CHALLENGE A =
The bug report on file translations below gives a sequence of steps to reproduce the problem. List every one of those steps in order.

EXCERPTED PASSAGE =
+--
Problem/Motivation
In a project we discovered a potential bug regarding file translations:
* 3 languages: german, french and italian
* base language german ( same error with english base language )
Steps to reproduce :
* enable all language modules
* make project 3 lingual
* create a content type with a file field ( not image )
* make this content type translatable ( including the file )
* create a german base one and translate it into french ( also replace the file )
* translate it also into italian ( also replacing the file )
* edit the german node again and you see that the german file is gone
Discoveries :
* While the initial translation into french works, the file will be removed from the file_usage table. The status of the first file in file_managed will be set to 0
* The french translation file will be created using the german langcode "de" in the file_managed table ( perhaps thats correct but its strange )
* The translation into italian then even deletes the german file in the file_managed table
* If you add the file again to the german node after it got deleted it works like expected.
* Additional problem: after adding one translation and then deleting that again, the file you uploaded from the translation is not removed from the file_managed and file_usage table, but it is from the file system ..
There is data loss in this issue.
+--
MATERIAL FOR THE TASK =
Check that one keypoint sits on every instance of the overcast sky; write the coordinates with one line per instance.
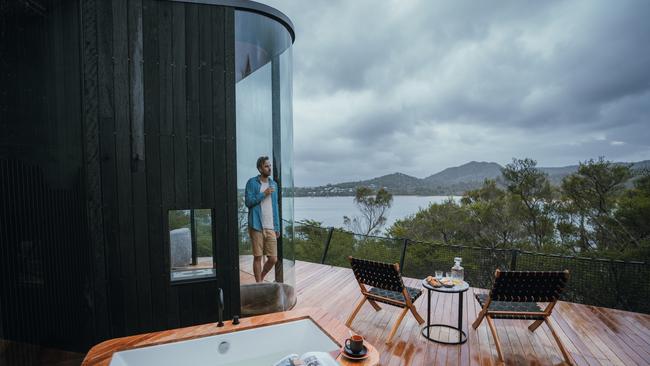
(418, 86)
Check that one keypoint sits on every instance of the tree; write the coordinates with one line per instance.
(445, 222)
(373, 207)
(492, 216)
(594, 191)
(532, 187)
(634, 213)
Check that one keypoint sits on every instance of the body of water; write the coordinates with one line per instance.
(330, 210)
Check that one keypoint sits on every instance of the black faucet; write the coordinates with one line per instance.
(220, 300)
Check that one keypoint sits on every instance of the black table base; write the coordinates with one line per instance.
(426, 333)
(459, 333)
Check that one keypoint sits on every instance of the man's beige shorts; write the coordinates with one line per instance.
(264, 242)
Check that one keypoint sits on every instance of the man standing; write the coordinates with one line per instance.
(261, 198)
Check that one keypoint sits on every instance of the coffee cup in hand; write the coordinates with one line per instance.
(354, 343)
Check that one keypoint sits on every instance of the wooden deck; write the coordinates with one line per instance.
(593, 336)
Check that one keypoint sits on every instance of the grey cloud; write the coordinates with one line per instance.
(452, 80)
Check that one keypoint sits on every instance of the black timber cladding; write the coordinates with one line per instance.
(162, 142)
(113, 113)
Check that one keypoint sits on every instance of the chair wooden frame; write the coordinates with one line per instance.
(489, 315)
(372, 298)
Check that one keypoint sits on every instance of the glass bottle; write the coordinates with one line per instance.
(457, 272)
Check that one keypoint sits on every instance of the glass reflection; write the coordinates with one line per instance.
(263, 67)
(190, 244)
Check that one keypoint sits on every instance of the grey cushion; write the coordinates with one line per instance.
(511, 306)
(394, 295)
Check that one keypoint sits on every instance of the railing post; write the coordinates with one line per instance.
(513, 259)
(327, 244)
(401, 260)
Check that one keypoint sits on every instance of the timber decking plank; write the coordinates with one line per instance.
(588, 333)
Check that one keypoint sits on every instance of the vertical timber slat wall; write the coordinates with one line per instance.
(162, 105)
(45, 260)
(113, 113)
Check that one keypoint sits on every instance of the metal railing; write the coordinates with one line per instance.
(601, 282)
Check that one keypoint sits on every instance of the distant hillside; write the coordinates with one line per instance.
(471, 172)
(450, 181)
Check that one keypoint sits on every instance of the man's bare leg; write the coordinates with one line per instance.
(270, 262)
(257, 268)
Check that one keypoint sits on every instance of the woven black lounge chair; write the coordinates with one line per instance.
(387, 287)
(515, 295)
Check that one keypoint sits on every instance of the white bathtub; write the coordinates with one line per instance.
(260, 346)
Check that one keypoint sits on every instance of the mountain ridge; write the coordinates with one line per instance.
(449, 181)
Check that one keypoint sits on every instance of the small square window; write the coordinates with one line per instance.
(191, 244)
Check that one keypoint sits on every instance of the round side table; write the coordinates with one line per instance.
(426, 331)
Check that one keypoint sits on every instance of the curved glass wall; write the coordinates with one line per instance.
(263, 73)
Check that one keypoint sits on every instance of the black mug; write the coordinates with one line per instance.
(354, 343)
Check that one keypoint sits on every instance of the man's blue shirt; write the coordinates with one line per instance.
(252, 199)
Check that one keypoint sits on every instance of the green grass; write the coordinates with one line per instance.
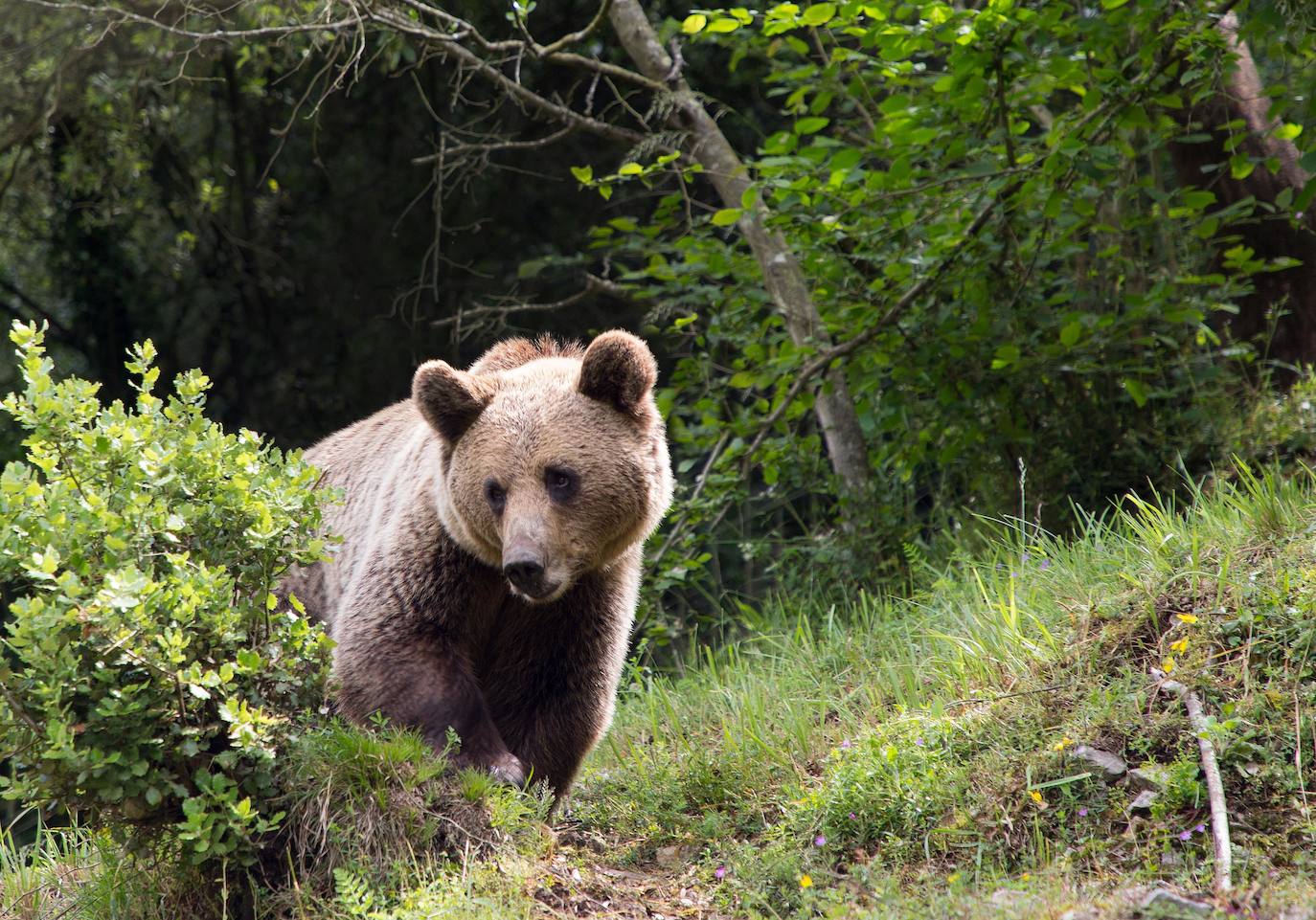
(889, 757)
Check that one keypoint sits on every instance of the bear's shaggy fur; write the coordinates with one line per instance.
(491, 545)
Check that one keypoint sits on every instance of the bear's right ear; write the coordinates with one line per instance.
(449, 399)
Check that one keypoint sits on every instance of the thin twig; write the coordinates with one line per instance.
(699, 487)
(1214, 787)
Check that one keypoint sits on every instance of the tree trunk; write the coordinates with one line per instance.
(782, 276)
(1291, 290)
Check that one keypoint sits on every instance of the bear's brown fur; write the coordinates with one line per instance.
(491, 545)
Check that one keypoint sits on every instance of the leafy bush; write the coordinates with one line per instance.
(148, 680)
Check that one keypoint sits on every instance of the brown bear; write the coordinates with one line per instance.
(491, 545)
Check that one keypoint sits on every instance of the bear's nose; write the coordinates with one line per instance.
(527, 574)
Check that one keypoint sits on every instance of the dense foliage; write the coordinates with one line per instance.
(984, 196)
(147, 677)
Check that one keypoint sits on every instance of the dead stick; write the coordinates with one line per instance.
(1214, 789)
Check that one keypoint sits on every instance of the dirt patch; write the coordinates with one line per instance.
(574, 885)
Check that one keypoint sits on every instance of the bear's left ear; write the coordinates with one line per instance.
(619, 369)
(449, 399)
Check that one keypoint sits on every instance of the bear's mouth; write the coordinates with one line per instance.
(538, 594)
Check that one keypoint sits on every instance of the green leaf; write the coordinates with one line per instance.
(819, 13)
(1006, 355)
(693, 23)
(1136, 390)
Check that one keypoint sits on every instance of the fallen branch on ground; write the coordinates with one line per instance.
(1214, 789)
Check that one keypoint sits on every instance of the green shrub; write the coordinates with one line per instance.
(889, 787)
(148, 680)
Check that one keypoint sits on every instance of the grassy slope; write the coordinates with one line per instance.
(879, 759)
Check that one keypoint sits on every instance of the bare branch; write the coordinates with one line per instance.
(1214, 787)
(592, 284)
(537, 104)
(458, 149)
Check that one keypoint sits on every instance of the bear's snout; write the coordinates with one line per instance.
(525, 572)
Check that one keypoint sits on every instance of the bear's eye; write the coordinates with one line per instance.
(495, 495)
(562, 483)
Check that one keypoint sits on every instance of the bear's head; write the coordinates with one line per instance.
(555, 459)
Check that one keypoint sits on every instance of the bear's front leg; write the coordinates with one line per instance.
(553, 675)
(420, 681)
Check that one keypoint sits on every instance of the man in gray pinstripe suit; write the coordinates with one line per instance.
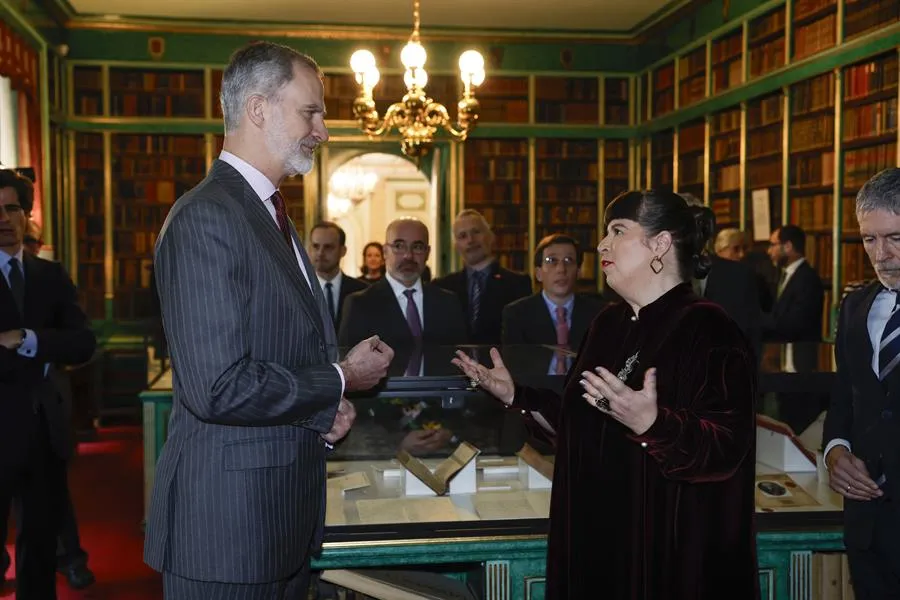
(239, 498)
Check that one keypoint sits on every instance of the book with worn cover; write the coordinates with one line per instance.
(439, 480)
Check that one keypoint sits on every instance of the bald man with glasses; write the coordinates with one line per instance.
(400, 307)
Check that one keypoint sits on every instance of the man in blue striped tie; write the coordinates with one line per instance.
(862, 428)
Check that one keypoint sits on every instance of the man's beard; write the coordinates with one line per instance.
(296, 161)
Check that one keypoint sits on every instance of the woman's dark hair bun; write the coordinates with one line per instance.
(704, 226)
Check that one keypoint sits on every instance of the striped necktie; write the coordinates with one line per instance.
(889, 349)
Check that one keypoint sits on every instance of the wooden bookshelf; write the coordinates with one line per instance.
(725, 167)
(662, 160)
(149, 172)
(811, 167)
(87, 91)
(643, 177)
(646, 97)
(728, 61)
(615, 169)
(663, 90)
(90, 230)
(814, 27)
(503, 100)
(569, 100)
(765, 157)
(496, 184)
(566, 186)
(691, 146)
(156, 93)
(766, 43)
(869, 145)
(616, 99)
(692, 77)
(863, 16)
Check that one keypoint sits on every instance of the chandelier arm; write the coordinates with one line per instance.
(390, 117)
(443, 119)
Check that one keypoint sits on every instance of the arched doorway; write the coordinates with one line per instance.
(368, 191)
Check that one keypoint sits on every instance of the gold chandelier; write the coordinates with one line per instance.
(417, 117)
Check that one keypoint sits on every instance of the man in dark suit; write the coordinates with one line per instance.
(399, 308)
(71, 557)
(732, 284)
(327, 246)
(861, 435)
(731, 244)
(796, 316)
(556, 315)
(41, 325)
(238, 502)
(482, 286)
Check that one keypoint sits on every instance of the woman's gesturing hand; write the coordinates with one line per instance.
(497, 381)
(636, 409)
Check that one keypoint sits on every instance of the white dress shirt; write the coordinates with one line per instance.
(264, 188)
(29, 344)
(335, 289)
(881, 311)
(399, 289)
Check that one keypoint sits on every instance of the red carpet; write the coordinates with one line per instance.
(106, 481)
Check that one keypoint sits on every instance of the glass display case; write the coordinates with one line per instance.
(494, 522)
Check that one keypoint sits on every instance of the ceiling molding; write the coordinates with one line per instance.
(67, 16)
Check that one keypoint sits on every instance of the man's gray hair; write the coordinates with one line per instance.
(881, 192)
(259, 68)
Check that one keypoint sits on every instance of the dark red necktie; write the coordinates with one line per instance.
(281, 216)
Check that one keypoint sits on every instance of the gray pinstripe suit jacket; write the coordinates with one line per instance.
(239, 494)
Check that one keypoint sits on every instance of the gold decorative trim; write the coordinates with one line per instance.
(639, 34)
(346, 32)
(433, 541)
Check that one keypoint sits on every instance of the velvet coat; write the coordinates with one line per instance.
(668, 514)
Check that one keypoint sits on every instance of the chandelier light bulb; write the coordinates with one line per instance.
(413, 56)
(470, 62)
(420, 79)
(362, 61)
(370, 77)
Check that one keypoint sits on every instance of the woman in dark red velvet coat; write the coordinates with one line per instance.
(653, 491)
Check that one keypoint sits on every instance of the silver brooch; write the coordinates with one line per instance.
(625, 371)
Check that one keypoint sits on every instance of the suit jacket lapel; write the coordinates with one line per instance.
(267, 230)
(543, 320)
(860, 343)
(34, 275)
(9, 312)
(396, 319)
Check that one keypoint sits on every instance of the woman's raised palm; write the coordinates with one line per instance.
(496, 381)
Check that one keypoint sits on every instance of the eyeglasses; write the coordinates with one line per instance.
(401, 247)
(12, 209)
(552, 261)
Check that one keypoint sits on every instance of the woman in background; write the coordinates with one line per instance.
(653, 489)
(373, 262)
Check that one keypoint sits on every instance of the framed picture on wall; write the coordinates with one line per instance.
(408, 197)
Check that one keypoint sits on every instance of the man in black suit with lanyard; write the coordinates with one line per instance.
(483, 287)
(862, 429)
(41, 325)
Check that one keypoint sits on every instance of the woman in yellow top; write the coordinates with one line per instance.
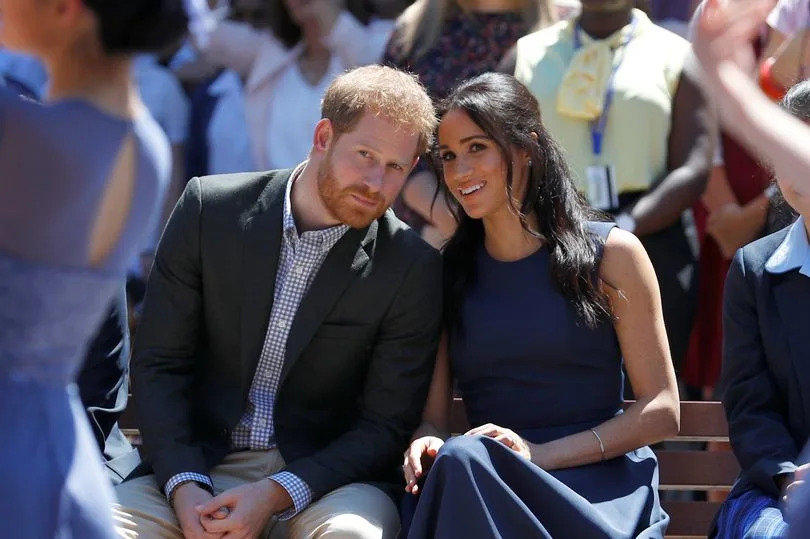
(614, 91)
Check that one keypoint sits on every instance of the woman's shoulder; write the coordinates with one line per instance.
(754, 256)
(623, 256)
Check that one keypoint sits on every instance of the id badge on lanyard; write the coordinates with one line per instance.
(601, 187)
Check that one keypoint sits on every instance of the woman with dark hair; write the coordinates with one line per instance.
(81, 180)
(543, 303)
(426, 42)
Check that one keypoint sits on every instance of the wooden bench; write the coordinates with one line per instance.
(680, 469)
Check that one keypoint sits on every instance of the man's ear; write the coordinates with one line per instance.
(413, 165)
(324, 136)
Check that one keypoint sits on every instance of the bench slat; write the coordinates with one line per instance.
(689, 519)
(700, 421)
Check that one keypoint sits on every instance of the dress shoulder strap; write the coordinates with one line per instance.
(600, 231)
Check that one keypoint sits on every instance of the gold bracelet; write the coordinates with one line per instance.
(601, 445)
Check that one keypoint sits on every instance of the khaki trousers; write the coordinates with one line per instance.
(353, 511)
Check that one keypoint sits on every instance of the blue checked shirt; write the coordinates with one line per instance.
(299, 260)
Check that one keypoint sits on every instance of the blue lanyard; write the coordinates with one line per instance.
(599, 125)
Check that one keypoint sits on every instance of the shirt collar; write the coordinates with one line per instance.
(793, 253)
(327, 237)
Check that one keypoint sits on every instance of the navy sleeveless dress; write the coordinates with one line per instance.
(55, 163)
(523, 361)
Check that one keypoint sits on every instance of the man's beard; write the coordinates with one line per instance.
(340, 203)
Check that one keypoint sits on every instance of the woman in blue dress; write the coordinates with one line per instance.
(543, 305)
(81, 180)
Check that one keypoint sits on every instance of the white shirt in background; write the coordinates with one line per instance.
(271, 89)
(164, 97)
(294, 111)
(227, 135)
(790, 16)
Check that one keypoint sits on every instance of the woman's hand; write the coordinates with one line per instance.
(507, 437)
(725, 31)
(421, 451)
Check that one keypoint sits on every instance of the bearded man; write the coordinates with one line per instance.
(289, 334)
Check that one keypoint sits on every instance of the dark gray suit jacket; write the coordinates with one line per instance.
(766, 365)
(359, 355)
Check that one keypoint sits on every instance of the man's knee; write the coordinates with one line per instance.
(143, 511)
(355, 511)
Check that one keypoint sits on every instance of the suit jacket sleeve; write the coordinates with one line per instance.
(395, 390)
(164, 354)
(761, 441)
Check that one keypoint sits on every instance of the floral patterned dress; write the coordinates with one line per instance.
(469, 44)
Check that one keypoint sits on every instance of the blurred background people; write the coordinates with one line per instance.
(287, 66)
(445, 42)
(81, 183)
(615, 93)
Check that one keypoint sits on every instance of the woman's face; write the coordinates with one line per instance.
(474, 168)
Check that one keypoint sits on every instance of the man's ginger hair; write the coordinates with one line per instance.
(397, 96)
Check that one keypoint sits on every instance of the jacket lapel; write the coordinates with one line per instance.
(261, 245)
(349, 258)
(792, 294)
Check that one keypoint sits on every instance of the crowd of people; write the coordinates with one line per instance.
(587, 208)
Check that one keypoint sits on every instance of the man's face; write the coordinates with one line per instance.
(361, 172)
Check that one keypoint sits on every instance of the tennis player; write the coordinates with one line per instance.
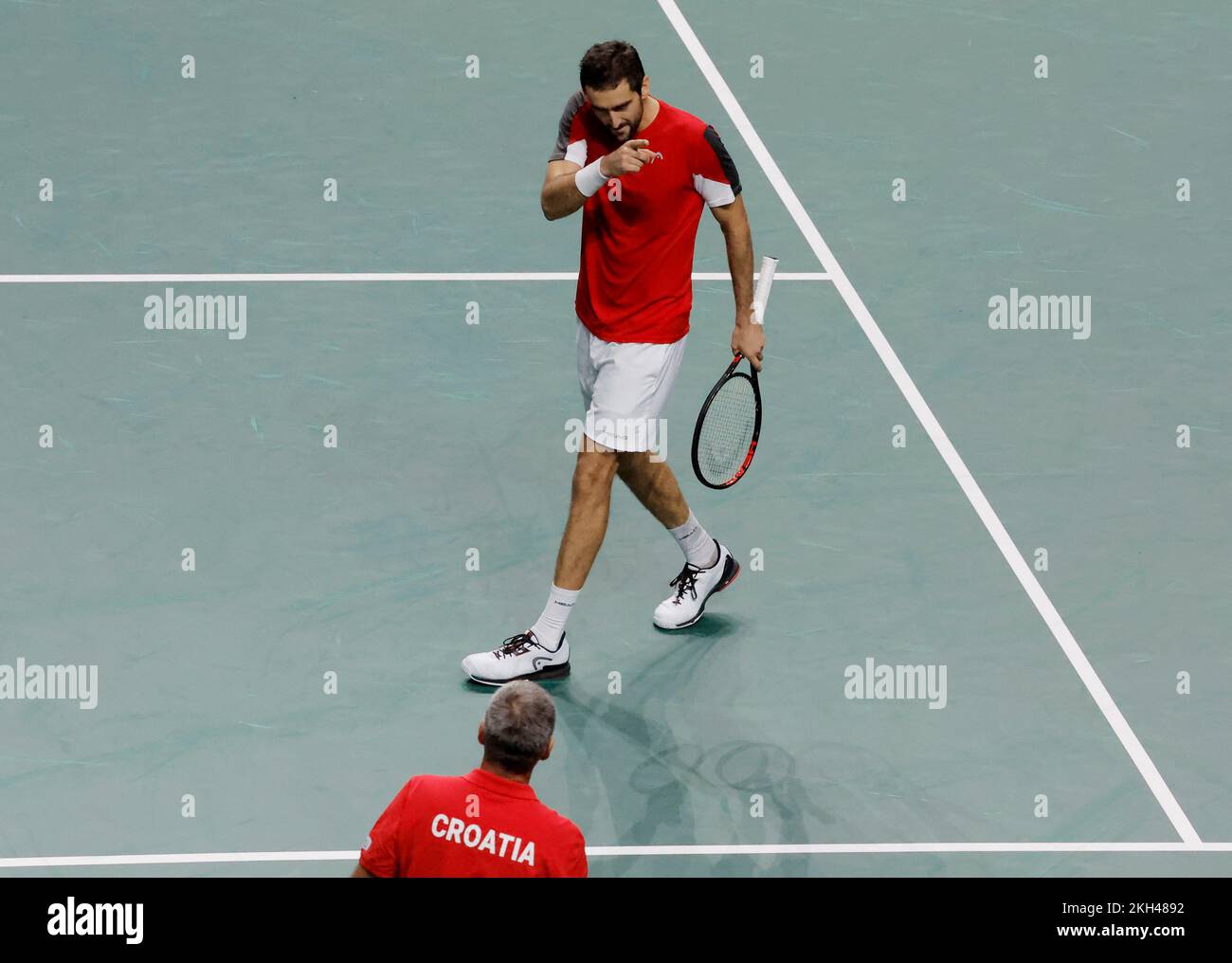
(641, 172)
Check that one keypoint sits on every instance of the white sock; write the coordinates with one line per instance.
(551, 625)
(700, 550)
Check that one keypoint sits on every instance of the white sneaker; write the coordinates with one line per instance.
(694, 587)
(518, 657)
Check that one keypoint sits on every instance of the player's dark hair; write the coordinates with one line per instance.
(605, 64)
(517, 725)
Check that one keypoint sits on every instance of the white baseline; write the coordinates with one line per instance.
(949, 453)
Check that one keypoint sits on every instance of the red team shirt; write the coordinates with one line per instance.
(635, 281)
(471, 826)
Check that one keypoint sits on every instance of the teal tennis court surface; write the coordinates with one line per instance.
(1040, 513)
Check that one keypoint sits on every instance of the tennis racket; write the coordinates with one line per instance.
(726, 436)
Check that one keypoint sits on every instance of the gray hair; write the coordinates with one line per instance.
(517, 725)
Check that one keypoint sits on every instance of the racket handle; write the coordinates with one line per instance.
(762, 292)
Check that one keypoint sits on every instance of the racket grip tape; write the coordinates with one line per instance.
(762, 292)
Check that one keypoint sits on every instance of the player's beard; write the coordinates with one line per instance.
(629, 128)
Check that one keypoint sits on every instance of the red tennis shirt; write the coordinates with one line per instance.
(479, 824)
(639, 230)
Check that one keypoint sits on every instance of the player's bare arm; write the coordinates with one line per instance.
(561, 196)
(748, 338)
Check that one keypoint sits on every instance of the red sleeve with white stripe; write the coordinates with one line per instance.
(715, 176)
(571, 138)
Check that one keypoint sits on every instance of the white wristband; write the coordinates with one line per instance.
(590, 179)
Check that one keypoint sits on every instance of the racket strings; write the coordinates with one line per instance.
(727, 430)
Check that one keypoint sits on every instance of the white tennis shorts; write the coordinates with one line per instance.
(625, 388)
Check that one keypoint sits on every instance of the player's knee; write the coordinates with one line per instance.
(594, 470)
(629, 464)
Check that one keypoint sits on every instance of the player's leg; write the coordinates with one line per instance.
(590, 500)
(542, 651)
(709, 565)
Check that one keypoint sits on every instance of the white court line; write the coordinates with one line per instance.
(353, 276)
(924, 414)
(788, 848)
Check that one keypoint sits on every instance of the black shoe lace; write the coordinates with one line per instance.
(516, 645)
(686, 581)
+--
CHALLENGE B =
Report every line of the entries above that contains the string "coat". Case counts.

TASK OUTPUT A =
1. Enable all language modules.
2. Make the project 3 lingual.
3. Create a content type with a file field (not image).
4. Make this content type translatable (including the file).
5. Create a German base one and translate it into French (also replacing the file).
6. Translate it also into Italian (also replacing the file).
7. Edit the German node again, and the German file is gone.

TASK OUTPUT B =
Check that one keypoint sits on every instance of the velvet coat; write the coordinates with one line per instance.
Check that one keypoint sits on every instance of the woman in dark red velvet coat; write the coordinates with one line per instance.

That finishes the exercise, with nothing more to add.